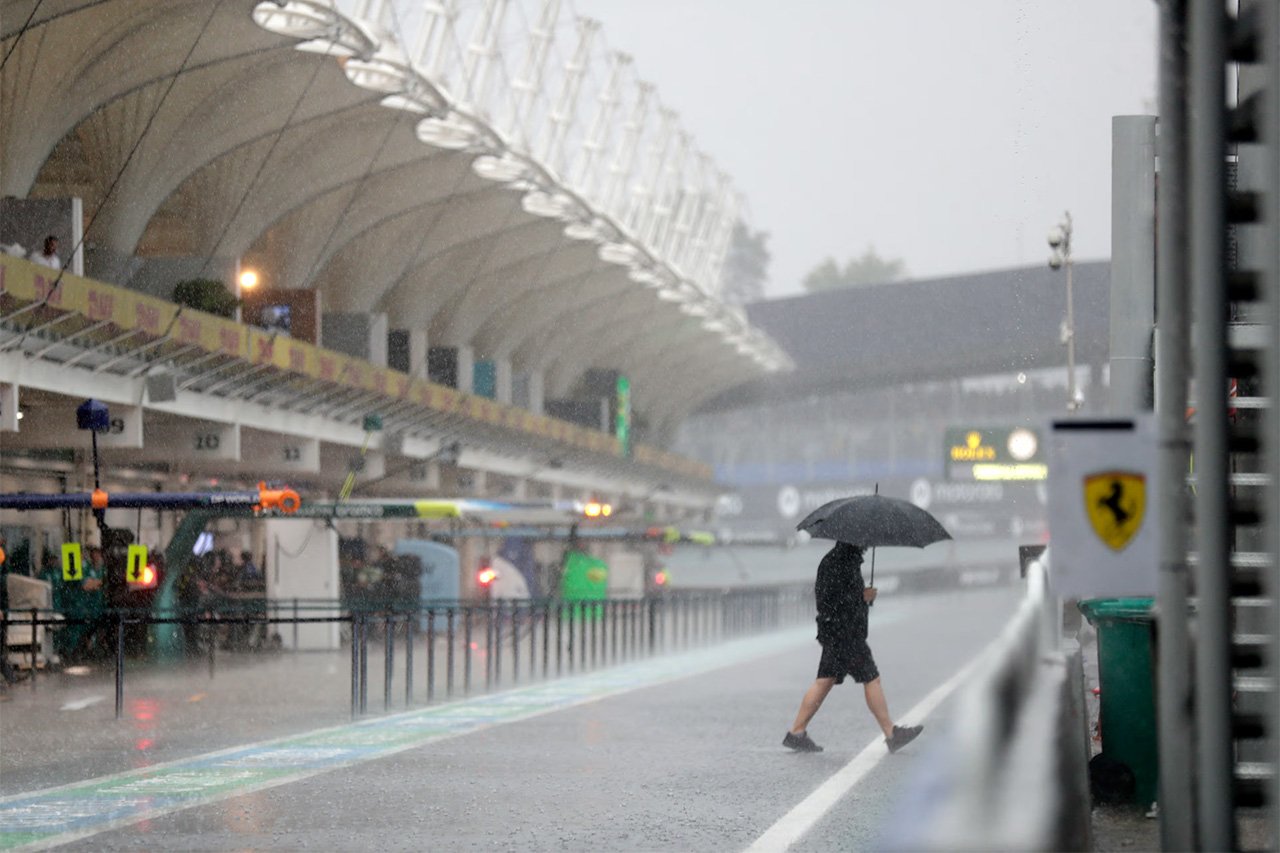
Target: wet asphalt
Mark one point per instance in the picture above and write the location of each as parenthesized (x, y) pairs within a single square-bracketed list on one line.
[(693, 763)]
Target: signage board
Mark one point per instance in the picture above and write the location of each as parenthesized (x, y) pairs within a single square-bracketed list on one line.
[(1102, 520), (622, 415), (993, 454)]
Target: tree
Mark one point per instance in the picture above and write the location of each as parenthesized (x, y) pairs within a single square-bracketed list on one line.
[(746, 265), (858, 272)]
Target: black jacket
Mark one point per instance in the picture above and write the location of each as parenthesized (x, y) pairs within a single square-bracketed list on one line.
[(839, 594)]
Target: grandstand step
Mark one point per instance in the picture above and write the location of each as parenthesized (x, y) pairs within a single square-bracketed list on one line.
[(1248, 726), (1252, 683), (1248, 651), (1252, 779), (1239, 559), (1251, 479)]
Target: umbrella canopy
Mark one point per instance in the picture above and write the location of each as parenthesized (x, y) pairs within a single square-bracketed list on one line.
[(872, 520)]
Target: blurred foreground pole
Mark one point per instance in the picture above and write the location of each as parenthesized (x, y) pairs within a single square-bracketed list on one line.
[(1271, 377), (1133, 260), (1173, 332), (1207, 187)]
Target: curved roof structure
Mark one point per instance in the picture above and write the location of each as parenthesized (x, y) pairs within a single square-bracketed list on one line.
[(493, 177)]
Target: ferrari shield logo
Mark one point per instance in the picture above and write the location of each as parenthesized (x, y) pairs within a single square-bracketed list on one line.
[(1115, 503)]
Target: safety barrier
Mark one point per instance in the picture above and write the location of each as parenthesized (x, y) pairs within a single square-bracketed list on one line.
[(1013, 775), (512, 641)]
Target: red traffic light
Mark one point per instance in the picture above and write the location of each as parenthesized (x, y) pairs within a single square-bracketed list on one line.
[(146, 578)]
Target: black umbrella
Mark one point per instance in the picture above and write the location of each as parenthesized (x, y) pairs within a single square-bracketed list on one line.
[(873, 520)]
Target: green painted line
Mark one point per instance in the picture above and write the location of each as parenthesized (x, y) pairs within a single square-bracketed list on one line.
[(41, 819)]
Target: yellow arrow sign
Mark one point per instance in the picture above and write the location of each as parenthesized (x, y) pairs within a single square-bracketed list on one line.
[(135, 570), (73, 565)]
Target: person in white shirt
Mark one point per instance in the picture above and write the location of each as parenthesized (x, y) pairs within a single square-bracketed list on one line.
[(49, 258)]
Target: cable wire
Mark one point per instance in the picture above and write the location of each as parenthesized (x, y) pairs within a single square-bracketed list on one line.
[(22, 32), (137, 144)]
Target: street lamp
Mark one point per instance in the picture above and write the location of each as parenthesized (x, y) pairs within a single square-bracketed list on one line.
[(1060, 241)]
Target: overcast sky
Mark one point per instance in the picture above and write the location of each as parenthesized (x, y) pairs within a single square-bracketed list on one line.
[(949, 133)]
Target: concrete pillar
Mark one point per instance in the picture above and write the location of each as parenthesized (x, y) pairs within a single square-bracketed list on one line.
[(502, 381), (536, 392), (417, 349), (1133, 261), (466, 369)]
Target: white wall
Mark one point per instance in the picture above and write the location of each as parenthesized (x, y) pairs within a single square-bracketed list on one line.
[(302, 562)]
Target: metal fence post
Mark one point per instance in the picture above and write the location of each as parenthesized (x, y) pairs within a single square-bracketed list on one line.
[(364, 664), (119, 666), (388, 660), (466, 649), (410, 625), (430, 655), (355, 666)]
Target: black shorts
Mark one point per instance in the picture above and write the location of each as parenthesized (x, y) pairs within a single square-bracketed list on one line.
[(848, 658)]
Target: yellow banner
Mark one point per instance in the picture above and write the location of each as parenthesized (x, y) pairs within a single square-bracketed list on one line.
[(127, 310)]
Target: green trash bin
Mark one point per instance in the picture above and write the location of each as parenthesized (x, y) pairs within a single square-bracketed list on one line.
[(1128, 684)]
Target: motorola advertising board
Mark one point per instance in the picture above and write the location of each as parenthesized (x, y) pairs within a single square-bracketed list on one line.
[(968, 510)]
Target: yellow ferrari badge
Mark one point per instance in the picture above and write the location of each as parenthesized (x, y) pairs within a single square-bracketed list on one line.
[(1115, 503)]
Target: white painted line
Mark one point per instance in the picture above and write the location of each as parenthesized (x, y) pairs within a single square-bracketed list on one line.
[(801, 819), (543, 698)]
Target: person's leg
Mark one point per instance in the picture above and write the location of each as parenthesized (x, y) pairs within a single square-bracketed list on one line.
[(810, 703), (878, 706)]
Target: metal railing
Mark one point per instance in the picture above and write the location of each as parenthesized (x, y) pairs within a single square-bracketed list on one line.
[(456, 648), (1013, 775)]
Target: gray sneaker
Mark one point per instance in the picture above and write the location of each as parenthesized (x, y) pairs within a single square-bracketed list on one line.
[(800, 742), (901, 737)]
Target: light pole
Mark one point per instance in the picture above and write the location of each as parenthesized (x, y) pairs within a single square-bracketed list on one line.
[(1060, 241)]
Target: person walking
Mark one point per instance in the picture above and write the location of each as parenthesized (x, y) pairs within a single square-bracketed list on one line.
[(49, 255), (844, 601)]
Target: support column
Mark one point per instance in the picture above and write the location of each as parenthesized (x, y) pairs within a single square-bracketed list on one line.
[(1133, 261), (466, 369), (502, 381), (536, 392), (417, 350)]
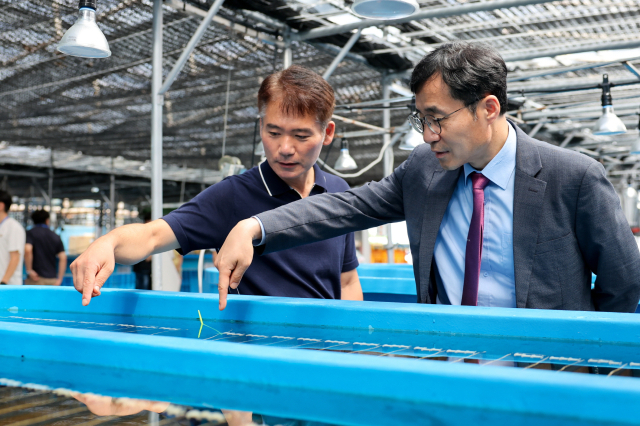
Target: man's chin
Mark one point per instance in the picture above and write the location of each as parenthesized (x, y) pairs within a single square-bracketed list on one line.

- - - - - - -

From the entries above, say how many lines contain "pole". Only the number is wanted.

2